Supplied passage
-.-.-
Programmable Logic
The LPC804 MCU and several devices in the LPC5500 series incorporate a Programmable Logic unit (PLU) that
can be used to implement a variety of interfaces and/or glue logic functions, reducing
system component count and often greatly reducing processing load on the MCU itself. Logic designs for the
PLU can be created using the complimentary
PLU tool from NXP,
which outputs register settings to be included in your application. Using the MCUXpresso
configuration tools, you can configure and error check the connections from the PLU block to the device pins
and check for connection errors, and simply drop your register settings into your
application.
Devices with the PLU feature are shown below. Note that the SDK support for these boards can also be
downloaded from within MCUXpresso IDE.
Coprocessors
Arm Cortex-M33 Coprocessor
The Armv8-M architecture includes support for coprocessor extensions, and NXP has used this capability to
develop highly efficient extensions for DSP and security-related processing.
PowerQuad Coprocessor
PowerQuad is a coprocessor designed by NXP to improve energy efficiency and performance when implementing
DSP algorithms using its MCUs based on Cortex-M33 core. PowerQuad can be programmed
directly or via an API that is compatible with Arm’s CMSIS-DSP library. MCUXpresso SDK includes API header
files to support CMSIS-DSP, plus several examples showing their use.
Supported CMSIS-DSP API calls include:
-
Matrix functions
- arm_mat_add_q15, arm_mat_add_q31, arm_mat_add_f32
- arm_mat_sub_q15, arm_mat_sub_q31, arm_mat_sub_f32
- arm_mat_mult_q15, arm_mat_mult_q31, arm_mat_mult_f32
- arm_mat_inverse_f32
- arm_mat_trans_q15, arm_mat_trans_q31, arm_mat_trans_f32
- arm_mat_scale_q15, arm_mat_scale_q31, arm_mat_scale_f32
-
Math functions
- arm_sqrt_q15, arm_sqrt_q31
- arm_sin_q15, arm_sin_q31, arm_sin_f32
- arm_cos_q15, arm_cos_q31, arm_cos_f32
-
Filter functions
- arm_fir_q15, arm_fir_q31, arm_fir_f32
- arm_conv_q15, arm_conv_q31, arm_conv_f32
- arm_correlate_q15, arm_correlate_q31, arm_correlate_f32
-
Transform functions
- arm_rfft_q15, arm_rfft_q31
- arm_cfft_q15, arm_cfft_q31
- arm_ifft_q15, arm_ifft_q31
- arm_dct4_q15, arm_dct4_q31
PowerQuad has other hardware capabilities, such as transcendental functions, and examples of using these are
also provided in the SDK.
Devices with PowerQuad are shown below. Note that the SDK support for these boards can also be downloaded
from within MCUXpresso IDE.
-.-.-
Stored records
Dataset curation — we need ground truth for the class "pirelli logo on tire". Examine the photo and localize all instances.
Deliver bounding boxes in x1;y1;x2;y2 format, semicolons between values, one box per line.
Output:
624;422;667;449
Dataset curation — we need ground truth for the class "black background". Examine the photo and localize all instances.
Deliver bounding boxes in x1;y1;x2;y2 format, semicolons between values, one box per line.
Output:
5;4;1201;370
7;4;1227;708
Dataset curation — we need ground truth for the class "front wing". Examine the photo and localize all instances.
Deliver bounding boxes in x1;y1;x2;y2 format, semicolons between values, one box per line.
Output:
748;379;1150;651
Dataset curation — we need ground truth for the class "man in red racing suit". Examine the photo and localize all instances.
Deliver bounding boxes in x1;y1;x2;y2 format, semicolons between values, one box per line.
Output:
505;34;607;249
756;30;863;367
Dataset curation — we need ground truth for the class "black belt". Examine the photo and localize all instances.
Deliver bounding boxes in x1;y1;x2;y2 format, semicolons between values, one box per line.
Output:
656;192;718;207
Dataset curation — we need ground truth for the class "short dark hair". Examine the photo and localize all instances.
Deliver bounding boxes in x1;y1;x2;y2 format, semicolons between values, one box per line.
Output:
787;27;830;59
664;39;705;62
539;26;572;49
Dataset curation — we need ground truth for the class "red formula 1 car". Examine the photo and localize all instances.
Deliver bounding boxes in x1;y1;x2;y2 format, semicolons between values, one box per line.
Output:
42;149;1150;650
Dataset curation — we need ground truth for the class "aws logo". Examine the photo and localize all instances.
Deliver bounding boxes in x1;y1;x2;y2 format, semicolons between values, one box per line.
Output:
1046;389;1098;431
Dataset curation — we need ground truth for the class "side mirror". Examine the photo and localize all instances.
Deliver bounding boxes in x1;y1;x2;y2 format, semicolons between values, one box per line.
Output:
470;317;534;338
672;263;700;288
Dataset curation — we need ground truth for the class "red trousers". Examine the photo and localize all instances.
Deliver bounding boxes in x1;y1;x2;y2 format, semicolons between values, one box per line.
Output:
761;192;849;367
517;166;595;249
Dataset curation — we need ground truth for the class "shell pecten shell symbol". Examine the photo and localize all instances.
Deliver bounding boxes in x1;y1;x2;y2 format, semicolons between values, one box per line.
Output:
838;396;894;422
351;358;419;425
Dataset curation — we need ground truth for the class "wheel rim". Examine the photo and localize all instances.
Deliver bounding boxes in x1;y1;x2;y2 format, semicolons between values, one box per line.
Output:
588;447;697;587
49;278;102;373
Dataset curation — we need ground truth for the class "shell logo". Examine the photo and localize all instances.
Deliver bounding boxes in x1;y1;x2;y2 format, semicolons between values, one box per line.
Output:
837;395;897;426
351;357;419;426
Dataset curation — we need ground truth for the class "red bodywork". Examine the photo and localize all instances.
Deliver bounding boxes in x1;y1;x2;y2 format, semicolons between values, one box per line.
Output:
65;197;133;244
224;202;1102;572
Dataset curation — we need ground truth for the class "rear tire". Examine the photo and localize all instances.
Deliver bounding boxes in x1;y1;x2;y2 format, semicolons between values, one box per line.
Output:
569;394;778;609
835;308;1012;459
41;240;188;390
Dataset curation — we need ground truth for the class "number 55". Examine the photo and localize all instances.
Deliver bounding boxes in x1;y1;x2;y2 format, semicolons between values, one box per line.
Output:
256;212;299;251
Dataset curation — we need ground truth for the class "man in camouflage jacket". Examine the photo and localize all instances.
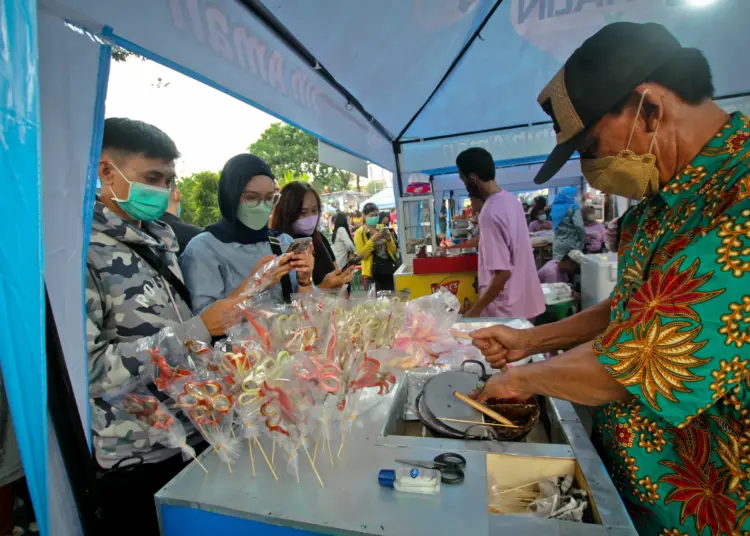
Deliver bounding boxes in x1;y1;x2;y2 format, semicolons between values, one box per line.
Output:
86;118;239;536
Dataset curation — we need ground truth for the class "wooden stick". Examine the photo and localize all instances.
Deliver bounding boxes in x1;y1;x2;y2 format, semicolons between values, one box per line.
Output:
336;430;346;458
247;438;255;478
453;391;516;427
255;437;279;482
306;446;325;488
184;443;208;474
438;417;520;428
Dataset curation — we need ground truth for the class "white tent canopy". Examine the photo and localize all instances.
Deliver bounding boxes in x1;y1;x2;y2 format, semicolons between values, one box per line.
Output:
0;0;750;536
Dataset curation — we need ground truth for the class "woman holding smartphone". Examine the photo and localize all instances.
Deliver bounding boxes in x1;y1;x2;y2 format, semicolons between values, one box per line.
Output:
354;203;398;291
180;153;314;314
271;181;353;288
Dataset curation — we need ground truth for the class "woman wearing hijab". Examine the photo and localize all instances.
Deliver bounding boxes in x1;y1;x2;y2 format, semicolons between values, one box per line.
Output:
271;181;352;288
354;203;398;291
180;154;313;314
331;212;357;266
550;186;586;261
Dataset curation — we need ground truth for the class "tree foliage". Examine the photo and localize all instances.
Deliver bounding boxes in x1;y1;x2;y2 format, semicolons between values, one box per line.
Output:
249;123;354;193
177;171;221;228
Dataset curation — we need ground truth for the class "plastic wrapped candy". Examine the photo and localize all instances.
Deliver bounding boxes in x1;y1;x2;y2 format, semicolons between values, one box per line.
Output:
140;328;194;393
394;289;460;366
107;383;205;471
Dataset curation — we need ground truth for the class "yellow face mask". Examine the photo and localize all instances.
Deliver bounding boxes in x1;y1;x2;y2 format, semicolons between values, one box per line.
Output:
581;90;659;201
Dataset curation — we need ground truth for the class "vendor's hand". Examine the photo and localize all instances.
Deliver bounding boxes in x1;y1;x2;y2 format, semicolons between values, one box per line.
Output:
318;266;356;288
469;372;533;404
289;246;315;286
469;326;533;369
200;296;246;337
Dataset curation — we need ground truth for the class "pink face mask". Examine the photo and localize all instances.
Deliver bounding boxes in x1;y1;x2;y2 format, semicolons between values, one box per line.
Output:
292;214;318;236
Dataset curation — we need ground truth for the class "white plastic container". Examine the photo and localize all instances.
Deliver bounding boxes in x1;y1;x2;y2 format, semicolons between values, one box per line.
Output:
581;253;617;309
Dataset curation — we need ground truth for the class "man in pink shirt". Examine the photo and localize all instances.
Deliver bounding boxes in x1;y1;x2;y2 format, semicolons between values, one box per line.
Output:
456;147;545;319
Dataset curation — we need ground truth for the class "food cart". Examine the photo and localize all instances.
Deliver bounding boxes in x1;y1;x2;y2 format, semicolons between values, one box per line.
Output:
156;319;637;536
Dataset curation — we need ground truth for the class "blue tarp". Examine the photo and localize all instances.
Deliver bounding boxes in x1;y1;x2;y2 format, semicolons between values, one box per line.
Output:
0;0;48;534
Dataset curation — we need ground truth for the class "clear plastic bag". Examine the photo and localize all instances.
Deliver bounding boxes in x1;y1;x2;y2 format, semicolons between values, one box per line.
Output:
105;382;195;459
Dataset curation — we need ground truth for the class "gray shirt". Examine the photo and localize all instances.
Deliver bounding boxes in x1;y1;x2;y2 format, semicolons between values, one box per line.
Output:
180;232;297;315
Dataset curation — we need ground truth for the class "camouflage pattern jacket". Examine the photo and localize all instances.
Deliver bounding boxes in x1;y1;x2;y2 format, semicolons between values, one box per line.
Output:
86;201;211;468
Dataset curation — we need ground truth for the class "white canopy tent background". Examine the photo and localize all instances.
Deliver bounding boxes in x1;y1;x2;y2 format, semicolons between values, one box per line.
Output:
0;0;750;536
359;186;396;210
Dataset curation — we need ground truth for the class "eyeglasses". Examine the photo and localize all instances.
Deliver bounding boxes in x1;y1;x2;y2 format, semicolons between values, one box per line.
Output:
240;192;281;208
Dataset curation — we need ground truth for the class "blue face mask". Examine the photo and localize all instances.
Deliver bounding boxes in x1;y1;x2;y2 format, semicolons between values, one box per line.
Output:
109;162;169;221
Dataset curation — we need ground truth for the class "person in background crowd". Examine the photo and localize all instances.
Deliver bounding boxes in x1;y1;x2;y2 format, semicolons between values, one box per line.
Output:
456;147;545;319
581;206;607;253
271;181;353;288
332;212;357;267
350;210;363;231
529;211;552;233
354;203;398;291
472;22;750;536
159;182;203;257
604;206;633;253
85;118;245;536
538;249;583;283
180;153;314;313
550;186;586;260
447;197;484;249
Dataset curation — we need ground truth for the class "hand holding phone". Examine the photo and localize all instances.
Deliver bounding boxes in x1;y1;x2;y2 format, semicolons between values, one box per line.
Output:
284;236;312;255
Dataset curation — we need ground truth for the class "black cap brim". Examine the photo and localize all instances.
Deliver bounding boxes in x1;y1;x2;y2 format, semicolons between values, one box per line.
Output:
534;129;588;184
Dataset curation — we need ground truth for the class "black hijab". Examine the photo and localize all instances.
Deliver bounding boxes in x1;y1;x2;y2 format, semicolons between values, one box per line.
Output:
206;153;274;244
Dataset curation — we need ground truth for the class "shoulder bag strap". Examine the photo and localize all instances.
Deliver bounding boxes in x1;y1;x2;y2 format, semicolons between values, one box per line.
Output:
130;244;192;309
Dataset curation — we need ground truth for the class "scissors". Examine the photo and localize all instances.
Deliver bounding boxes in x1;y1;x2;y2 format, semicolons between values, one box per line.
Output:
396;452;466;484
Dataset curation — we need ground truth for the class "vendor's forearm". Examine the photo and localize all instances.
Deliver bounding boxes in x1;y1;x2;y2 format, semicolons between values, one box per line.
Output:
528;299;610;355
508;342;632;406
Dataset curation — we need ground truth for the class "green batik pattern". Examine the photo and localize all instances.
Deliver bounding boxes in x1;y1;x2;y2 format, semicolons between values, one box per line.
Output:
594;114;750;536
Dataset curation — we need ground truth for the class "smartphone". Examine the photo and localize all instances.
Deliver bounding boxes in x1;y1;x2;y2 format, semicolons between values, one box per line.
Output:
284;236;312;255
341;256;362;271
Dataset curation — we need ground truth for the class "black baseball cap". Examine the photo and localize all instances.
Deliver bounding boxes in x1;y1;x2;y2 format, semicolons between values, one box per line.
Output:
534;22;682;184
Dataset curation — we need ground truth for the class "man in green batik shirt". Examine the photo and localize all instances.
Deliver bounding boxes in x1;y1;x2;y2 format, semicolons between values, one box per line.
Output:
472;23;750;536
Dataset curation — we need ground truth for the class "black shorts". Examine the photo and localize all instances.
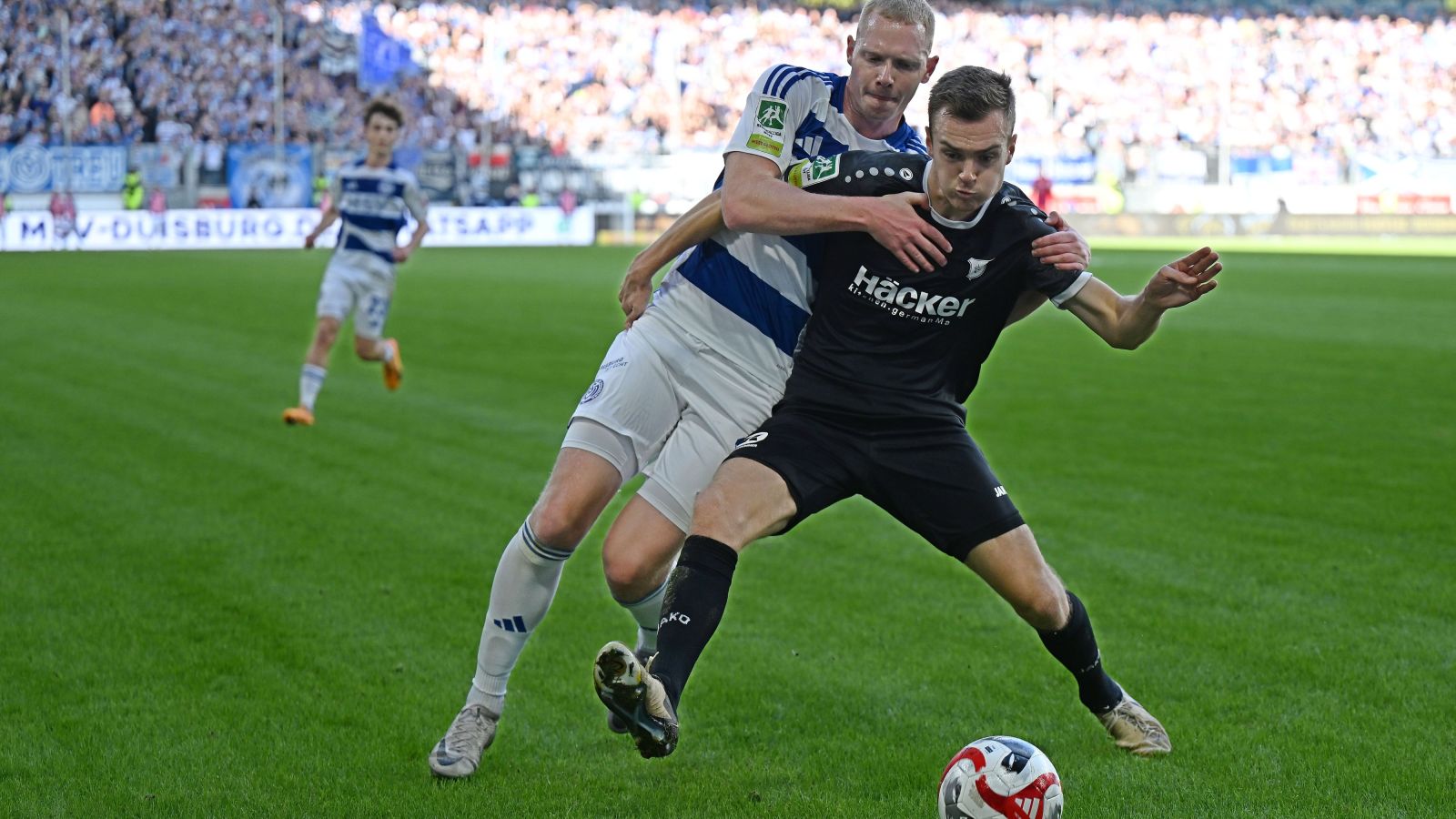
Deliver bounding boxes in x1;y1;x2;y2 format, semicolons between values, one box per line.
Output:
728;405;1024;561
-.-.-
Set task A
Using the text on programmable logic and coprocessors above, answer each question on its own line:
(i) Which tool can be used to create logic designs for the PLU?
(ii) Which library is PowerQuad's API compatible with?
(iii) Which core are the MCUs that use PowerQuad based on?
Set task B
Reproduce the part of the text on programmable logic and coprocessors starting at "Devices with the" and ending at "and security-related processing.".

Full solution A
(i) The PLU tool from NXP.
(ii) Arm's CMSIS-DSP library.
(iii) The Cortex-M33 core.

Full solution B
Devices with the PLU feature are shown below. Note that the SDK support for these boards can also be
downloaded from within MCUXpresso IDE.
Coprocessors
Arm Cortex-M33 Coprocessor
The Armv8-M architecture includes support for coprocessor extensions, and NXP has used this capability to
develop highly efficient extensions for DSP and security-related processing.